Directive: Arrange every line of the items below as a Markdown table with two columns, Row and Line, numbering the rows in order and leaving out any blank lines.
§ §
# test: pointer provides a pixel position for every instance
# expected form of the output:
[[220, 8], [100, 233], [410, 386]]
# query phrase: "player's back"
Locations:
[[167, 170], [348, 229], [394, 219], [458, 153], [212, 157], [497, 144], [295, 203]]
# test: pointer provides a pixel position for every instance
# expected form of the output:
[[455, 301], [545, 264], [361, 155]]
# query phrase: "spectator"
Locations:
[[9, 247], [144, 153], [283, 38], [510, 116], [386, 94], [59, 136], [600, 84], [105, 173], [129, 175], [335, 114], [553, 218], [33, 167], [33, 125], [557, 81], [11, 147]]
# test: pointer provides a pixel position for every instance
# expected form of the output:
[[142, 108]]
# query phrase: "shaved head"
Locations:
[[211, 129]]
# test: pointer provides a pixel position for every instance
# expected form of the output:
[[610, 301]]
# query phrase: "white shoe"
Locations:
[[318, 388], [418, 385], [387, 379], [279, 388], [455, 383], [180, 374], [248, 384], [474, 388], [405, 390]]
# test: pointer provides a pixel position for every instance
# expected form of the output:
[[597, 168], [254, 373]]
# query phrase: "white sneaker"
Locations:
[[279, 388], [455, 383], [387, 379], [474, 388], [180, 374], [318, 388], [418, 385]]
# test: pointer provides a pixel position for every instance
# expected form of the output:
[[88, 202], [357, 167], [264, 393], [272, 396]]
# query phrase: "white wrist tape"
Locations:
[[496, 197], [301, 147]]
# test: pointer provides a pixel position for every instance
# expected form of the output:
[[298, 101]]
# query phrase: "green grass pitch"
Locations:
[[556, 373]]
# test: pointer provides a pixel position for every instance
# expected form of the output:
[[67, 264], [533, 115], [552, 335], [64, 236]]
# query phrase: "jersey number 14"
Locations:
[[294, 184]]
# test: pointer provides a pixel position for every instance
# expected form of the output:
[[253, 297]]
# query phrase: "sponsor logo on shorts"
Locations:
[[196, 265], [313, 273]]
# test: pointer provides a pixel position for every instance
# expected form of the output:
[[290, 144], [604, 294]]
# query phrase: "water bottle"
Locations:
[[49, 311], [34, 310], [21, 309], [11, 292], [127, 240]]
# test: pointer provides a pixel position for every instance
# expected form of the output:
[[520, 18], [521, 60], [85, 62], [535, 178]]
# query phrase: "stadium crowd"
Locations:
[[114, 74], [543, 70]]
§ §
Result of this task:
| Row | Line |
|---|---|
| 1 | # test: pointer provides a pixel position for every instance |
| 2 | # expected form of the output: |
| 3 | [[220, 8], [100, 233], [410, 386]] |
| 4 | # query phrase: "player's back" |
| 5 | Locations: |
| 6 | [[167, 170], [348, 229], [394, 219], [458, 153], [212, 157], [497, 144], [295, 203]] |
| 7 | # test: pointer provides a pixel position for every instance |
| 8 | # expected form of the output: |
| 9 | [[455, 301], [545, 264], [361, 155]] |
| 10 | # query phrase: "spectator" |
| 11 | Locations: |
| 12 | [[9, 247], [144, 153], [283, 38], [510, 116], [386, 94], [59, 136], [600, 84], [105, 173], [129, 175], [335, 114], [553, 218], [33, 167], [33, 125], [557, 81], [11, 147]] |
| 13 | # test: pointer provides a pixel position for every instance |
| 14 | # expected form of the output: |
| 15 | [[142, 108]] |
| 16 | # query phrase: "shaved head" |
| 17 | Locations: |
| 18 | [[211, 129]] |
| 19 | # test: pointer provides a pixel position for every instance |
| 20 | # expected form of the output: |
| 21 | [[610, 301]] |
| 22 | # query phrase: "white shoe" |
| 23 | Locations: |
| 24 | [[318, 388], [418, 385], [387, 379], [279, 388], [455, 383], [180, 374], [248, 384], [474, 388], [405, 390]] |
| 25 | # test: pointer provides a pixel position for every instance |
| 26 | # expected form of the output: |
| 27 | [[597, 168], [254, 373]] |
| 28 | # query phrase: "white sneaker" |
| 29 | Locations: |
| 30 | [[279, 388], [455, 383], [387, 379], [474, 388], [180, 374], [318, 388], [418, 385]] |
| 31 | # test: pointer provides a pixel position for every instance |
| 32 | # expected form of the output: |
| 33 | [[88, 202], [357, 167], [264, 393], [272, 396]] |
| 34 | # query phrase: "white wrist tape" |
| 35 | Locations: |
| 36 | [[496, 197], [301, 147]] |
| 37 | # test: pointer provides a pixel position for every instance |
| 38 | # expected form of the output: |
| 39 | [[298, 101]] |
| 40 | # query phrase: "green grass pitch" |
| 41 | Locations: |
| 42 | [[556, 373]] |
| 43 | # test: pointer provides a pixel position for every instance |
| 44 | # expected form of the output: |
| 45 | [[67, 264], [533, 115], [552, 335], [64, 236]] |
| 46 | # query phrase: "jersey number 14" |
| 47 | Locations: |
| 48 | [[294, 184]] |
| 49 | # test: pointer provides a pixel position for every instance |
| 50 | # expected form of the output: |
| 51 | [[253, 297]] |
| 52 | # query phrase: "sponsor logo on shorts" |
| 53 | Locations: |
| 54 | [[196, 265], [313, 273]] |
| 55 | # test: pointer provides a pixel position for every instance |
| 56 | # expected form of the output: |
| 57 | [[290, 144], [604, 294]] |
| 58 | # query phrase: "water bottle" |
| 59 | Locations: |
| 60 | [[49, 311], [34, 310], [21, 309], [11, 292], [127, 240]] |
| 61 | # test: pointer provides a pixel position for every instance |
| 62 | # expected form of the output: |
| 63 | [[520, 18], [521, 60], [85, 62], [535, 178]] |
| 64 | # query phrase: "stadium crowd" |
| 65 | Locations: |
| 66 | [[114, 74], [543, 70]] |